Stored dataset items:
.....
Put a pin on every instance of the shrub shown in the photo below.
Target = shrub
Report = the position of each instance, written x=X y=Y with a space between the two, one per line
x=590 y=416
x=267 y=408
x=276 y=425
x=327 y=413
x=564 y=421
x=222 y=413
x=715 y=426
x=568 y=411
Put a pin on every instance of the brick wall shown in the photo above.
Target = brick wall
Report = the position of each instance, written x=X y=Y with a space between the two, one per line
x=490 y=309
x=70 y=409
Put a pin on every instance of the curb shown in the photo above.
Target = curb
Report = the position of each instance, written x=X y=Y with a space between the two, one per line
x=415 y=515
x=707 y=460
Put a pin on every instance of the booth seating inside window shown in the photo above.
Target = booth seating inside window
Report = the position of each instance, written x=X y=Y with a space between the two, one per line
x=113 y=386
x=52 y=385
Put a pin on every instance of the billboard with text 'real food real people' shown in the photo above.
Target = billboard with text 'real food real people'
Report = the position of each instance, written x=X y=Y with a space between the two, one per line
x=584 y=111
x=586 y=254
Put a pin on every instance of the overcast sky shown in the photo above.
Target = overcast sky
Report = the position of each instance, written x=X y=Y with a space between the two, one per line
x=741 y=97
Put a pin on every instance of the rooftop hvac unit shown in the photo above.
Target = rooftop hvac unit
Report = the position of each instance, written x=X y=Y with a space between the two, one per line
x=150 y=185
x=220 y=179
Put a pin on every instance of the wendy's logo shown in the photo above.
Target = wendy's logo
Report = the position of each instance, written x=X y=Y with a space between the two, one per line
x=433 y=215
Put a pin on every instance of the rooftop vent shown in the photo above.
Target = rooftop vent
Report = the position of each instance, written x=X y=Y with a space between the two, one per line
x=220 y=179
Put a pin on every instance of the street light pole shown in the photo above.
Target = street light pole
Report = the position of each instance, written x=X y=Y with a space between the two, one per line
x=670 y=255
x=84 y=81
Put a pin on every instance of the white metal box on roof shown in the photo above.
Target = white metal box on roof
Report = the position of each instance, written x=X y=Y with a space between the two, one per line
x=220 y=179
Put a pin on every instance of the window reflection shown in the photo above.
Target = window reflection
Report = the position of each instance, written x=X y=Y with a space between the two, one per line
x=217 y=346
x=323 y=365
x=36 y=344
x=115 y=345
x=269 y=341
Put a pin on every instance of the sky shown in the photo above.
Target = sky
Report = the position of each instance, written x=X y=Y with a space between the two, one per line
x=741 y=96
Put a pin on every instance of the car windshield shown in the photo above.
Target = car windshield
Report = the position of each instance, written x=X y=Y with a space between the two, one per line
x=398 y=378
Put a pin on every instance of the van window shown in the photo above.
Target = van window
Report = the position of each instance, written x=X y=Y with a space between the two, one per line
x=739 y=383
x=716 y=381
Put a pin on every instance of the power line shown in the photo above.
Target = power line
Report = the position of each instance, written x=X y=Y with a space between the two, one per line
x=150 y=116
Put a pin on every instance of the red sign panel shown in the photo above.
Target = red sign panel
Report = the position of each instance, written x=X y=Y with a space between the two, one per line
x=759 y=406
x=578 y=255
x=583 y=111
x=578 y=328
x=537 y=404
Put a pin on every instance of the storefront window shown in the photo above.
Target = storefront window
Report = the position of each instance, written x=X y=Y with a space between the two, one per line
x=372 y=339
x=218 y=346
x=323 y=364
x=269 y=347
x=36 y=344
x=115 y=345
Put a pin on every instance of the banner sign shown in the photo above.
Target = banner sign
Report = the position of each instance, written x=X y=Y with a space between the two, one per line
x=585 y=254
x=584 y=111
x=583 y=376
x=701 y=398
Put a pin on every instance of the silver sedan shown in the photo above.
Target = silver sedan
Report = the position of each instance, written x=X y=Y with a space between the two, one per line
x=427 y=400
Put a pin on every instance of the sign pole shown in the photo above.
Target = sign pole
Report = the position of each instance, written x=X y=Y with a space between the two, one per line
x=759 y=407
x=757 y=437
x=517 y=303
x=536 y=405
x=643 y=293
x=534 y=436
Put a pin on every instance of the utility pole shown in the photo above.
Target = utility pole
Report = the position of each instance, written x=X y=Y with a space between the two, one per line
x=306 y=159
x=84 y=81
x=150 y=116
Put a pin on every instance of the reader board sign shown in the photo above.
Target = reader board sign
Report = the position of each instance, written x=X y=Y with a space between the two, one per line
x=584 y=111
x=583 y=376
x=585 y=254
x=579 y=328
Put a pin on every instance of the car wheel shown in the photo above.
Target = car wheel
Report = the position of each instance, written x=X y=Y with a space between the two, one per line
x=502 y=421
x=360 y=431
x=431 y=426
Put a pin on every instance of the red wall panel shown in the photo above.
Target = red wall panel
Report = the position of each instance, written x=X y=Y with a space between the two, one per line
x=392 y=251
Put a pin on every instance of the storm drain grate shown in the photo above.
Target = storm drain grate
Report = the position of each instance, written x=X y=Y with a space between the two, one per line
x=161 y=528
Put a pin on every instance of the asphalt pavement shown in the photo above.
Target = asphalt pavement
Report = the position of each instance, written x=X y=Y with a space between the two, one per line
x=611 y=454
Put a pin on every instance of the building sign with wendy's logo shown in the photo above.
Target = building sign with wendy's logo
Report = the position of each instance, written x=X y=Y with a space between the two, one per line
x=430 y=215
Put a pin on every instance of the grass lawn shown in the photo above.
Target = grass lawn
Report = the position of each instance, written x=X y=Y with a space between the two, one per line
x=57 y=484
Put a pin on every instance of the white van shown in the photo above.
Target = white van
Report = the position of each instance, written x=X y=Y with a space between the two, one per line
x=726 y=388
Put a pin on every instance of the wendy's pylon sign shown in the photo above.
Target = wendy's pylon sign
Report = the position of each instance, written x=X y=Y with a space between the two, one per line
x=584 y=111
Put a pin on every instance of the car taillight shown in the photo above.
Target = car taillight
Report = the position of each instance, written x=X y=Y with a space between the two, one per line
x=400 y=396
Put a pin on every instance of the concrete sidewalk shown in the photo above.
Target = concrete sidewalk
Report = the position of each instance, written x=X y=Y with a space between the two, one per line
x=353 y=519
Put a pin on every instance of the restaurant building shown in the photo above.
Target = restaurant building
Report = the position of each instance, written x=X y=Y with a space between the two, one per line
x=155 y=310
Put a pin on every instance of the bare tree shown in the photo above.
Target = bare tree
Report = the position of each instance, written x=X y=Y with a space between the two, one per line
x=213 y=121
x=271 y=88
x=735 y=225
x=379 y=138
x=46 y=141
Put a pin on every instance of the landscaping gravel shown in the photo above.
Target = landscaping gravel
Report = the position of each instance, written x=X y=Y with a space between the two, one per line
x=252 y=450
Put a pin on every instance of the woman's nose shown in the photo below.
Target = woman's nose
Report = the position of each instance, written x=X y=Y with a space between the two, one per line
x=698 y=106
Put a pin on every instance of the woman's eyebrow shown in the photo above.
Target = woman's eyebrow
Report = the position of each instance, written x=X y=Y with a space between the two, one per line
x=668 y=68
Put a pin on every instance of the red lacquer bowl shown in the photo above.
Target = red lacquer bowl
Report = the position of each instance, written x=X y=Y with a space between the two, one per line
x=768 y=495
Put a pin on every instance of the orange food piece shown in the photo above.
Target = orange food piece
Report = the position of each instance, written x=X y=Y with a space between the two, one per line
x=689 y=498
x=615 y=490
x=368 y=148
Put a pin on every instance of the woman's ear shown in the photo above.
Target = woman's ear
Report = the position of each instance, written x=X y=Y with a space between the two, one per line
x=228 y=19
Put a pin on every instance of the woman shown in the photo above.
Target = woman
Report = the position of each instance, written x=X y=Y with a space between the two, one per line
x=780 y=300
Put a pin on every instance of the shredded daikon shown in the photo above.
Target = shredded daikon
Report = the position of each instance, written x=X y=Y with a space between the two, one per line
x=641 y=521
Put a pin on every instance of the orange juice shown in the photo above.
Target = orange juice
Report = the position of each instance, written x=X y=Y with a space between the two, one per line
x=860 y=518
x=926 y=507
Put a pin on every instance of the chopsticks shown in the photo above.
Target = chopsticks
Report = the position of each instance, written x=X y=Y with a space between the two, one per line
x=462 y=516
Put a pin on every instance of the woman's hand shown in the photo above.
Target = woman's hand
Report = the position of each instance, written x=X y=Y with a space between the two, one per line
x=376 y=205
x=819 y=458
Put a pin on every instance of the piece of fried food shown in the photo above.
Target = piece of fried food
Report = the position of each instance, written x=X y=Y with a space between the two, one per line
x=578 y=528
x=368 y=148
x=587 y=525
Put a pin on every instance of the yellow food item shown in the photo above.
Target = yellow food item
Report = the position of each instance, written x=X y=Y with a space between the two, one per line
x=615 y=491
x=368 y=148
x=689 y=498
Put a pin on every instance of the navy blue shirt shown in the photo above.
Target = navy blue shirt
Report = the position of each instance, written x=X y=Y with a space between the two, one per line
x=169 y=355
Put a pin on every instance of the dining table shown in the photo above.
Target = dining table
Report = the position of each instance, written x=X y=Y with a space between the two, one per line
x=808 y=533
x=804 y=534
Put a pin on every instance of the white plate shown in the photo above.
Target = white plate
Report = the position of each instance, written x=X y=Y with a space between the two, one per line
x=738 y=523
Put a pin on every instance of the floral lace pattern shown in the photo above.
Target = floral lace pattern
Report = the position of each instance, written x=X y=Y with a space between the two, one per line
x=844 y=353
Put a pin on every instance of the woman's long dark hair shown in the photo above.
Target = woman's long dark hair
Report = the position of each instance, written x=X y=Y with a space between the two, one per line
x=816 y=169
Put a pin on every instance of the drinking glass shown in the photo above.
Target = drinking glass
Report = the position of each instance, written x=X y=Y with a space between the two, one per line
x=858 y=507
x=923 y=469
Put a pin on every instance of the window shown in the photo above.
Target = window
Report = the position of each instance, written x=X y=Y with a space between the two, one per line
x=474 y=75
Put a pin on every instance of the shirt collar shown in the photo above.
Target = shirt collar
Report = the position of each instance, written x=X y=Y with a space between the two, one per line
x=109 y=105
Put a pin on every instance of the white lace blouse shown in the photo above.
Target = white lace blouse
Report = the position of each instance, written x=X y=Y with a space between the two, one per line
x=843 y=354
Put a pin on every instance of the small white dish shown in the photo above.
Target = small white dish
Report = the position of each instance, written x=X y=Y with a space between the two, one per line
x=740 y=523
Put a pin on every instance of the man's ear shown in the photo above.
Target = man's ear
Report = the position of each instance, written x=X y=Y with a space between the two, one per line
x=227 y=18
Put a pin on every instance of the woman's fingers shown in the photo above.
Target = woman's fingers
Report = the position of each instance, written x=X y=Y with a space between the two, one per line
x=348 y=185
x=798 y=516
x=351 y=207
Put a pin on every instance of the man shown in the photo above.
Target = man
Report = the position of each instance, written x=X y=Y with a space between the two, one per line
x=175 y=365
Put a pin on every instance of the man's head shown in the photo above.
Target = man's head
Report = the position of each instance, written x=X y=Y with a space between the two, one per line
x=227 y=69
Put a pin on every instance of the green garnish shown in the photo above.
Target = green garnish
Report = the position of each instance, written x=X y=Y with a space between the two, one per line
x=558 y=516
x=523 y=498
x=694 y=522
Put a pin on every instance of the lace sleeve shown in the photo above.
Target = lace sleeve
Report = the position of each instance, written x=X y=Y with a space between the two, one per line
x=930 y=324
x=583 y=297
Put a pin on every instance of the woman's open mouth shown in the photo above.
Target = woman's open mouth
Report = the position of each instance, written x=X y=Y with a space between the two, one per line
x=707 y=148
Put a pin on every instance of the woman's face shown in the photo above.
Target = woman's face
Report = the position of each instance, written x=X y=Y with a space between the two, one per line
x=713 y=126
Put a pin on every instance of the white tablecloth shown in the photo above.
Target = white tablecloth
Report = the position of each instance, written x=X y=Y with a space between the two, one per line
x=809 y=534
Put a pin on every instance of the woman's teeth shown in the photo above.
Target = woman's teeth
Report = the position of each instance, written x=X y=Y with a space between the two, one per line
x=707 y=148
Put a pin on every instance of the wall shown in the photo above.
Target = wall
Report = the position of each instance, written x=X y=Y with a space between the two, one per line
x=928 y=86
.....
(What to do)
Beginning at the line above with "Put a pin on every instance of the reader" and finishing at the line with "Target = car wheel", return each line exactly and return nothing else.

(Answer below)
Put a pin on every instance of the reader board sign shown in the photo above.
Target = reader board sign
Report = the position of each instance, written x=X y=Y with a space between the two, one per line
x=584 y=111
x=583 y=376
x=585 y=254
x=579 y=328
Put a pin on every instance of the car wheel shown in the photo above.
Target = car wheel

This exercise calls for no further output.